━━━ TEXTO CITADO ━━━

Nas suas mais de três décadas de vida, o Pinguim já viveu as intermitências da morte. Mas sobreviveu sempre, entre a cegueira e a lucidez.
Tudo começou no final dos anos 80 pela mão de uma figura que, ao jeito de Cossery, nunca desejou outra coisa a não ser ele próprio: caminhava na rua sem nada, com as mãos nos bolsos, e sentia-se um príncipe. Joaquim Castro Caldas (1956-2008), poeta, dizedor, ator, foi tudo isso nas versões ternura e labareda. As noites do Pinguim beberam muito dessa vagabundagem da contracultura do Porto e da fauna underground daquela etapa a que Castro Caldas deu corpo, desafiando improbabilidades.

━━━ REGISTOS EXTRAÍDOS ━━━

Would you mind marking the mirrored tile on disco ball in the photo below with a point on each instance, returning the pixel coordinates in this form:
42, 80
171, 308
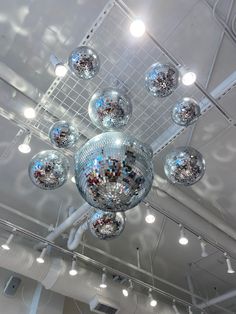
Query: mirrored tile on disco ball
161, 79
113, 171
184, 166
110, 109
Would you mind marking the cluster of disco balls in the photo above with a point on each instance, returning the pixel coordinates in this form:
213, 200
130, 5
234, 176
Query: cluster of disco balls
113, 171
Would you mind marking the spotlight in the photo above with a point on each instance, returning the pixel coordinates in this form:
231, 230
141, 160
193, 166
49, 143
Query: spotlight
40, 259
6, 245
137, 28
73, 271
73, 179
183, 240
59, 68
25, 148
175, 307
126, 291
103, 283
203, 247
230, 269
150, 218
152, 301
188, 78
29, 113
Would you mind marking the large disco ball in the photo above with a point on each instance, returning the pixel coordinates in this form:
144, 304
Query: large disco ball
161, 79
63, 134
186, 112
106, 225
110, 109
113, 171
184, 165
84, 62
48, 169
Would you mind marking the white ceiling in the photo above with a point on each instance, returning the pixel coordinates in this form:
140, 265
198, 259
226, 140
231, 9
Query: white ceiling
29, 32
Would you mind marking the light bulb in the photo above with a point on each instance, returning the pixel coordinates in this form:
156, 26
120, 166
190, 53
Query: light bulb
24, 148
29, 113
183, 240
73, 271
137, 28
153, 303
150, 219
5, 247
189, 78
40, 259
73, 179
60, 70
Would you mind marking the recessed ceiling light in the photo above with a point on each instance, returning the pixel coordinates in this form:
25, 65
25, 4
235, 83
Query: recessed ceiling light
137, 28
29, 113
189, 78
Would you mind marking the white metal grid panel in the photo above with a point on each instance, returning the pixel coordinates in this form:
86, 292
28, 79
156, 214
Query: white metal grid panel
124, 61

━━━
━━━ REGISTOS EXTRAÍDOS ━━━

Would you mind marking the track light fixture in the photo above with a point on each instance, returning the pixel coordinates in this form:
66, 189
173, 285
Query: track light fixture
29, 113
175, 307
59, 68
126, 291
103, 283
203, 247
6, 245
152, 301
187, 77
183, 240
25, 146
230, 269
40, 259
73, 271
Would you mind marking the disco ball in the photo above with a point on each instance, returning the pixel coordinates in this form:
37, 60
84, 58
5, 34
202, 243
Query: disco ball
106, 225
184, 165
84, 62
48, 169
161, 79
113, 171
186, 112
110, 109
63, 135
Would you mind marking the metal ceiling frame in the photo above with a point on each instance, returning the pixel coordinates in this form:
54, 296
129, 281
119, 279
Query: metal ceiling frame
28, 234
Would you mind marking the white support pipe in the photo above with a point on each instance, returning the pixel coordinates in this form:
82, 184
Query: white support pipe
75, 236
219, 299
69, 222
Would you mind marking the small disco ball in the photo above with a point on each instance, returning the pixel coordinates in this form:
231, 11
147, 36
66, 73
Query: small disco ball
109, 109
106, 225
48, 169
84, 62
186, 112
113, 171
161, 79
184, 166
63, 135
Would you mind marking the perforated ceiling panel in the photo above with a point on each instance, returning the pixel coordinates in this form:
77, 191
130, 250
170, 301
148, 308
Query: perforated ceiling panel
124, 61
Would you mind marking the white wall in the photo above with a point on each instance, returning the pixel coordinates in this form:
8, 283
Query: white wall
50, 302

━━━

TAREFAS DO EXERCÍCIO
**a.** Transcreve palavra por palavra o texto sobre o Pinguim, desde "Nas suas mais" até "corpo, desafiando improbabilidades.", inclusive.
**b.** Enumera todas as atividades que o texto sobre o Pinguim atribui a Joaquim Castro Caldas.
**c.** Continua o texto sobre o Pinguim a partir da última frase.
Não é preciso consultar as entradas.

RESPOSTAS
**a.**
Nas suas mais de três décadas de vida, o Pinguim já viveu as intermitências da morte. Mas sobreviveu sempre, entre a cegueira e a lucidez.
Tudo começou no final dos anos 80 pela mão de uma figura que, ao jeito de Cossery, nunca desejou outra coisa a não ser ele próprio: caminhava na rua sem nada, com as mãos nos bolsos, e sentia-se um príncipe. Joaquim Castro Caldas (1956-2008), poeta, dizedor, ator, foi tudo isso nas versões ternura e labareda. As noites do Pinguim beberam muito dessa vagabundagem da contracultura do Porto e da fauna underground daquela etapa a que Castro Caldas deu corpo, desafiando improbabilidades.

**b.** Poeta, dizedor e ator.

**c.**
Nele, na voz dele, cabiam a arte e o desassombro de João Villaret, Mário Viegas e Ary dos Santos. Era carnívoro, incendiário e terno, capaz de se abandonar aos outros como um gato ou desampará-los, assanhado, se não estivessem ali a fazer nada. Tinha, palavras dele, um cadastrum vitae de desrespeito: viajara de carroça e burro pelo Alentejo no Verão Quente, pateara raivosamente o teatro obsoleto, andara pelos palcos das óperas proibidas. Atravessara o comunismo prêt-à-porter, habitara o rés-do-chão dos poetas de arranhar os céus, os serões clandestinos das casas de fado, paços reais e pátios imundos. Pedira à Gulbenkian “um subsídio para o suicídio que lhe foi gentilmente recusado”, andara pela Europa, coração numa mochila aberta. Fuçara por conta própria numa “indisciplina coerente” e “esfomeada entrega.”. Conhecera meio mundo que tinha a mania de o ignorar “porque o outro meio julga que o evita.”. Chegara assim a mestre-de-cerimónias das noites líricas do Pinguim, neurótico nas horas vagas, doido nos tempos livres e esquizofrénico nos intervalos. And work is work, cognac c´est cognac.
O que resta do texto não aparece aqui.